Look through the records that follow. Copy every line containing the word "floral".

##### DATA SUPPLIED

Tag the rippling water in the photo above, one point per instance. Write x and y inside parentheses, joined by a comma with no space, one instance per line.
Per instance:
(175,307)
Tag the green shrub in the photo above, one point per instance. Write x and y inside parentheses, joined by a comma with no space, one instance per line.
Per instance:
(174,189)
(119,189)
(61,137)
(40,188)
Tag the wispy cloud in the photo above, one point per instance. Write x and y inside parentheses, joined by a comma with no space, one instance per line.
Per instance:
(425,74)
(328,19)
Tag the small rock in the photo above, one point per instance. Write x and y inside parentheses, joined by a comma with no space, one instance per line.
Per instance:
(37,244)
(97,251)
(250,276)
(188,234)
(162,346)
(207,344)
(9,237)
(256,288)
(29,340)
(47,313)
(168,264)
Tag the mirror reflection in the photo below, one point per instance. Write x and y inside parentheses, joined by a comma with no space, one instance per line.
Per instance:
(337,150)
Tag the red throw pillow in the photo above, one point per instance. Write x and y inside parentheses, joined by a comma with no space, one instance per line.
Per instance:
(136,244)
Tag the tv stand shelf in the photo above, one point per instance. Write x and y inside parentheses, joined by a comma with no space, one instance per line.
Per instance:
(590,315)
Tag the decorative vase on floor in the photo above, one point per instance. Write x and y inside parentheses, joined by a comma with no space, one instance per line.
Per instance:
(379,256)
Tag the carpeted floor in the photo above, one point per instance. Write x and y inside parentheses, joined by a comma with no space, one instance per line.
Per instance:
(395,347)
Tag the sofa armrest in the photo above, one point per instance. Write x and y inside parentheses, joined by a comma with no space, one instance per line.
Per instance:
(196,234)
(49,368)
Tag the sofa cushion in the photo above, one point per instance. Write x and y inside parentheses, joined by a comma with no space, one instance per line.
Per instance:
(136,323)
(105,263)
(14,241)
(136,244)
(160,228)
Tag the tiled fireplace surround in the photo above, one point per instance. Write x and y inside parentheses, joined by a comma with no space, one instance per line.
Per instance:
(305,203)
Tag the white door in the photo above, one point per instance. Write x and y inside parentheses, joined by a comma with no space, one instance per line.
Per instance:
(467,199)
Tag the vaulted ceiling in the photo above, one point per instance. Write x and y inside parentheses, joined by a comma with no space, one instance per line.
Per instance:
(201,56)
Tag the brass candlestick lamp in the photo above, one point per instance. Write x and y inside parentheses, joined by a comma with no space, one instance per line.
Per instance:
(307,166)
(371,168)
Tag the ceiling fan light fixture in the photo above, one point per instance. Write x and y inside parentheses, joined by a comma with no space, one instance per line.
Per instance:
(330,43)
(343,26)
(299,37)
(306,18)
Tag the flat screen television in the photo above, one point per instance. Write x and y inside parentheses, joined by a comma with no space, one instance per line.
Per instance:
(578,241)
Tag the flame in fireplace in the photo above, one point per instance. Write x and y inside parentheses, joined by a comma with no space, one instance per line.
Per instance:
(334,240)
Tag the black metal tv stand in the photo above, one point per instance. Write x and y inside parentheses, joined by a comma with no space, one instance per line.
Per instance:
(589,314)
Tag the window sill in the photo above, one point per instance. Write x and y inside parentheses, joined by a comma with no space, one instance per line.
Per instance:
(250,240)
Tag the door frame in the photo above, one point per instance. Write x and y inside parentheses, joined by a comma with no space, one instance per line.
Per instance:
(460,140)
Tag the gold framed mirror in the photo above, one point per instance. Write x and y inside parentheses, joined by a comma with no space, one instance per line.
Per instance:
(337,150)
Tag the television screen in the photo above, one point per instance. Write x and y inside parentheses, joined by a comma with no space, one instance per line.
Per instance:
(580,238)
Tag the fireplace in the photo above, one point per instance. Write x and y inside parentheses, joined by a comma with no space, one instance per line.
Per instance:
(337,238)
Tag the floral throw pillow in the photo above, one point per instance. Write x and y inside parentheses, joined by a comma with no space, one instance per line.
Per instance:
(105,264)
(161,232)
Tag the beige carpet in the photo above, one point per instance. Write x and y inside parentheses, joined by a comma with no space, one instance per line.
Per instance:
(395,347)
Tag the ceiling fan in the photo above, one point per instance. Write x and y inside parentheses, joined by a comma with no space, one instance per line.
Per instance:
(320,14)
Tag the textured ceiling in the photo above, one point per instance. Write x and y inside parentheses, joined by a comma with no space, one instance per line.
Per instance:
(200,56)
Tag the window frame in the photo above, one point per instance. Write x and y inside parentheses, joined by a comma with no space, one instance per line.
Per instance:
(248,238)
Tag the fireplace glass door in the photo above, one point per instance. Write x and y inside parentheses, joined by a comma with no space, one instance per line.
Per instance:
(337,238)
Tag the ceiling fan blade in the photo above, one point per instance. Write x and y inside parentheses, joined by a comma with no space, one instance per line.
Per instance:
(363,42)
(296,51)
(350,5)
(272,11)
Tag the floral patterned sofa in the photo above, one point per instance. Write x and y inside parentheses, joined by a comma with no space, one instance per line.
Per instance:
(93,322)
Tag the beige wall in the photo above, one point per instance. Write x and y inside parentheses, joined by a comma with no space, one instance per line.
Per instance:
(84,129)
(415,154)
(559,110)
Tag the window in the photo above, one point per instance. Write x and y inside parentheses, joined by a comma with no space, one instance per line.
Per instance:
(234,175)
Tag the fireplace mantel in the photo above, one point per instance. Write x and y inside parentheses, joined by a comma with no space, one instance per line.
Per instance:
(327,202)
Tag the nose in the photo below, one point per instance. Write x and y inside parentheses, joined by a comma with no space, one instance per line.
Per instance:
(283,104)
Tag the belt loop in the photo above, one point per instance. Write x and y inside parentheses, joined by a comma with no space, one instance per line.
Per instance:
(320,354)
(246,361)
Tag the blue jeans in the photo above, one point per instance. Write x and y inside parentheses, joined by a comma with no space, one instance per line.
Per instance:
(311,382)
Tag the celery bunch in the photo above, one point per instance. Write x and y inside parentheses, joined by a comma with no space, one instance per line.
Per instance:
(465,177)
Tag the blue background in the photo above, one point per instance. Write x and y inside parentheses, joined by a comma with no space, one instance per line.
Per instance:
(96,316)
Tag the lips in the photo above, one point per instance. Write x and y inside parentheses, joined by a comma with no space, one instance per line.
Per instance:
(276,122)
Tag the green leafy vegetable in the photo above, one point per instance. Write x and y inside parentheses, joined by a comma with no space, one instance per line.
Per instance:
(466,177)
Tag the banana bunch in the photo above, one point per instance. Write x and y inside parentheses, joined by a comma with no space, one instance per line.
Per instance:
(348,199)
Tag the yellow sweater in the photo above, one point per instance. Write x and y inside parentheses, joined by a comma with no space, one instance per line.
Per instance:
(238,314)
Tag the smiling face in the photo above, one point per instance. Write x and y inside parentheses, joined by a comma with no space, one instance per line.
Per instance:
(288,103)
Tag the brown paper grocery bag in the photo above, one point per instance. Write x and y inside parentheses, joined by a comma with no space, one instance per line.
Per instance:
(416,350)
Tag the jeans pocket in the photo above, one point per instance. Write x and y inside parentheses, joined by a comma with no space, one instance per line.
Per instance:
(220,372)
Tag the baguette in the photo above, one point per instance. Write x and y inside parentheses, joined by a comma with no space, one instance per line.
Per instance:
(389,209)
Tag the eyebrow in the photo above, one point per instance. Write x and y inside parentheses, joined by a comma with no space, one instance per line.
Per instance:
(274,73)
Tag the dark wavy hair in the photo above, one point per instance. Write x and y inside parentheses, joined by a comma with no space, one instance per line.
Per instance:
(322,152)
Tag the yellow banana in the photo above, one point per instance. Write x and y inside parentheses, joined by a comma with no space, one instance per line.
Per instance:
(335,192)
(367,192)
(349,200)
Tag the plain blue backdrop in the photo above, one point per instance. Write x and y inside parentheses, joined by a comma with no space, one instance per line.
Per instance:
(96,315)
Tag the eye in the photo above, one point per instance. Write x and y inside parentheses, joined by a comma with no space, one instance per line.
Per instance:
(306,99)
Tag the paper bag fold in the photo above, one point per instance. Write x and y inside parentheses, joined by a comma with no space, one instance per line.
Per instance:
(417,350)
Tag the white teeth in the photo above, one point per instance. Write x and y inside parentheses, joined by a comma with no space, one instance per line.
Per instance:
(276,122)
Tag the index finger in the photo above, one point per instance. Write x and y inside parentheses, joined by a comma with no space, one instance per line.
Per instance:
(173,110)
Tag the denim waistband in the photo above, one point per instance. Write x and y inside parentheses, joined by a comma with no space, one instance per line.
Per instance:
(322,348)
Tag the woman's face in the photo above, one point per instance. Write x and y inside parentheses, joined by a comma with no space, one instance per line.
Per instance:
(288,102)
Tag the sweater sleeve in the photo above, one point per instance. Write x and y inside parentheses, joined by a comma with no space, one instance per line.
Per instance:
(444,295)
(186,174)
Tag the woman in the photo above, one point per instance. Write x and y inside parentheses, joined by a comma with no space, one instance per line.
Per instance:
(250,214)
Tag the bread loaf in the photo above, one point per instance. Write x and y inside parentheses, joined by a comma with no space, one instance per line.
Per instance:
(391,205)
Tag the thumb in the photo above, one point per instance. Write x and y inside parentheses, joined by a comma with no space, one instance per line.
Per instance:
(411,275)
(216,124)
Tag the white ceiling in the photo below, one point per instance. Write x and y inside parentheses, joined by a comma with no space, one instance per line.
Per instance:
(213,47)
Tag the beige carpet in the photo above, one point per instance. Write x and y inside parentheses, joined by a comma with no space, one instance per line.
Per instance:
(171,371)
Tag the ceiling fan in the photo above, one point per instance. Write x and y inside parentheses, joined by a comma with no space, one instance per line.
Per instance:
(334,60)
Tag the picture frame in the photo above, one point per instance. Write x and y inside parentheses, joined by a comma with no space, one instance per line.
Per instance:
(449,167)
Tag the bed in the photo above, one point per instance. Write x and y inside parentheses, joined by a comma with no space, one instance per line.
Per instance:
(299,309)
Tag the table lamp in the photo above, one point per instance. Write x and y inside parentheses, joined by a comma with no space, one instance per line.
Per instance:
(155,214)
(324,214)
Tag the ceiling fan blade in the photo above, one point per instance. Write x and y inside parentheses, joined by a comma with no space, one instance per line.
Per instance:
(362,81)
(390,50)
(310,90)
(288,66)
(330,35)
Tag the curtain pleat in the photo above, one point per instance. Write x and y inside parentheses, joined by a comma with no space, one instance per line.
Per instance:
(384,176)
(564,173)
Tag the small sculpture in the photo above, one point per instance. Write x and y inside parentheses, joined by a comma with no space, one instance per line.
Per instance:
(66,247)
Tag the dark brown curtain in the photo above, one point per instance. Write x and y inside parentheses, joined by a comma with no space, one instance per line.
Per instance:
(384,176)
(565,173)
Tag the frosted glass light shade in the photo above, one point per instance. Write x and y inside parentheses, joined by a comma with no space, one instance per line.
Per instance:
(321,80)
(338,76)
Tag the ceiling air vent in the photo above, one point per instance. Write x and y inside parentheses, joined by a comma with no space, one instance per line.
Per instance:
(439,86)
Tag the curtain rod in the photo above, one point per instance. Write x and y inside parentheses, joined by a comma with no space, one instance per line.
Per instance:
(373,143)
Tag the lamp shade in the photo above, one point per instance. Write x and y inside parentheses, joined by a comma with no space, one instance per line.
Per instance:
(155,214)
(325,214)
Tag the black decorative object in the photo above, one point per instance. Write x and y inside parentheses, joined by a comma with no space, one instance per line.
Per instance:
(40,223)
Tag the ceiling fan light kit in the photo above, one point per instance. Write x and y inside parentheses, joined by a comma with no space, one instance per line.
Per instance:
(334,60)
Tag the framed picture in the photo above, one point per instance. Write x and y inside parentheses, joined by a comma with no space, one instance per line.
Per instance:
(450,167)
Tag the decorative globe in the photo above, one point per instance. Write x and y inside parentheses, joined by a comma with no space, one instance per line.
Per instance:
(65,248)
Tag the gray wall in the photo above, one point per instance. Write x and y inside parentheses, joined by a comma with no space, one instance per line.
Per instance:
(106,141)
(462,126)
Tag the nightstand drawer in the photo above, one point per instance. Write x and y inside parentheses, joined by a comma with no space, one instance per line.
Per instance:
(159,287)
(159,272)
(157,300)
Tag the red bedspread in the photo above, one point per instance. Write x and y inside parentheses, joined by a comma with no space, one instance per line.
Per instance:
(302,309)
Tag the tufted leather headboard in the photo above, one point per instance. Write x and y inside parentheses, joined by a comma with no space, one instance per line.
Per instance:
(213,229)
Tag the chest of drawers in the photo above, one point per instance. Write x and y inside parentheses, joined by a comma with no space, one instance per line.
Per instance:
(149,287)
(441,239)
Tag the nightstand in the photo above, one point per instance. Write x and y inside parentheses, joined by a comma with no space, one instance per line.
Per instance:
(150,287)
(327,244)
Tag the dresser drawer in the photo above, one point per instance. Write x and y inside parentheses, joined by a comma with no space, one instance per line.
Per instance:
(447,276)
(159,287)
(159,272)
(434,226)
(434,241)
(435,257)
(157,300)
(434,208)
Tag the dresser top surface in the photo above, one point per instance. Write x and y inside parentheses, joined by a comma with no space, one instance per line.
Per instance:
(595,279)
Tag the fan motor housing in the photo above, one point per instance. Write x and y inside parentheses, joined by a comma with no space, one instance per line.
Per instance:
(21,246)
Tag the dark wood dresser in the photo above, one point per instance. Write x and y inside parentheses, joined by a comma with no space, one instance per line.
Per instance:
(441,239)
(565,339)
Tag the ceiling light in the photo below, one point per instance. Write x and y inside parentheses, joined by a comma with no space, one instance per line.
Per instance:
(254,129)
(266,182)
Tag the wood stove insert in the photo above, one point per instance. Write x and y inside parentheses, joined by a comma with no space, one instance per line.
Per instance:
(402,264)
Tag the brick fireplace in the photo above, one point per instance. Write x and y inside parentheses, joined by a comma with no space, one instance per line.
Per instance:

##########

__ANSWER TO THE EXERCISE__
Tag the floral throw pillow in the photo above, one point per instance. Write x and y inside parentheses, joined by a comma with no space, one instance per line.
Tag the floral patterned sofa in the photo above, one point per instance. Write x and y inside parentheses, joined by a comma with no space, one instance per line.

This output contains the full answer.